Brano di riferimento:
+-------+
Il progetto prevede, in caso di necessità, la temporanea trasformazione del servizio in reparto covid. Per Romano (Fp Uil) “certamente un reparto Covid è d’obbligo, ma lo devi fare senza penalizzare 28 posti letto in una Rsa”.  Iodice (Fp Cgil): “Si contraddice con tutto quello che è emerso in questi mesi e cioè che il territorio va potenziato”. Ma l’Azienda sanitaria difende il progetto e, anche davanti al prefetto di Pordenone, ribadisce che la soluzione di Sacile resta la migliore.

27 LUG - Fanno discutere le scelte dell’Azienda Sanitaria Friuli Occidentale di Pordenone (ASFO). Oltre alle polemiche per i tagli sul personale e la mancanza di un piano ferie, i sindacati del comparto, attraverso lo sciopero generale del 24 luglio scorso, hanno rimesso sotto i riflettori le carenze strutturali dell’Azienda Sanitaria di Pordenone e i dubbi in merito alla conversione di una RSA di Sacile che, o tutta o in parte, qualora si dovesse ripresentare la pandemia, sarebbe destinata a diventare un reparto Covid.
+-------+
Dati di origine:
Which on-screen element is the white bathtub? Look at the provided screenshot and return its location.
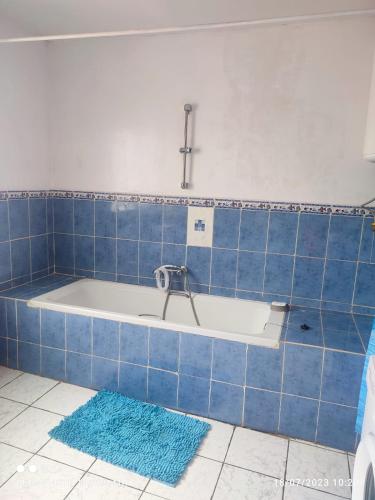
+-------+
Istruzioni degli esercizi:
a) Rispondi alle seguenti domande sul brano:
(i) Quale sigla sindacale rappresenta Iodice?
(ii) In che giorno si è tenuto lo sciopero generale dei sindacati del comparto?
(iii) Quanti posti letto in una Rsa verrebbero penalizzati secondo Romano?
b) Riscrivi fedelmente il passaggio del brano compreso tra "27 LUG - Fanno" e "un reparto Covid.", estremi inclusi.
Il materiale proviene da un'altra fonte.

Soluzioni per esercizio:
a)
(i) Fp Cgil.
(ii) Il 24 luglio.
(iii) 28 posti letto.

b)
27 LUG - Fanno discutere le scelte dell’Azienda Sanitaria Friuli Occidentale di Pordenone (ASFO). Oltre alle polemiche per i tagli sul personale e la mancanza di un piano ferie, i sindacati del comparto, attraverso lo sciopero generale del 24 luglio scorso, hanno rimesso sotto i riflettori le carenze strutturali dell’Azienda Sanitaria di Pordenone e i dubbi in merito alla conversione di una RSA di Sacile che, o tutta o in parte, qualora si dovesse ripresentare la pandemia, sarebbe destinata a diventare un reparto Covid.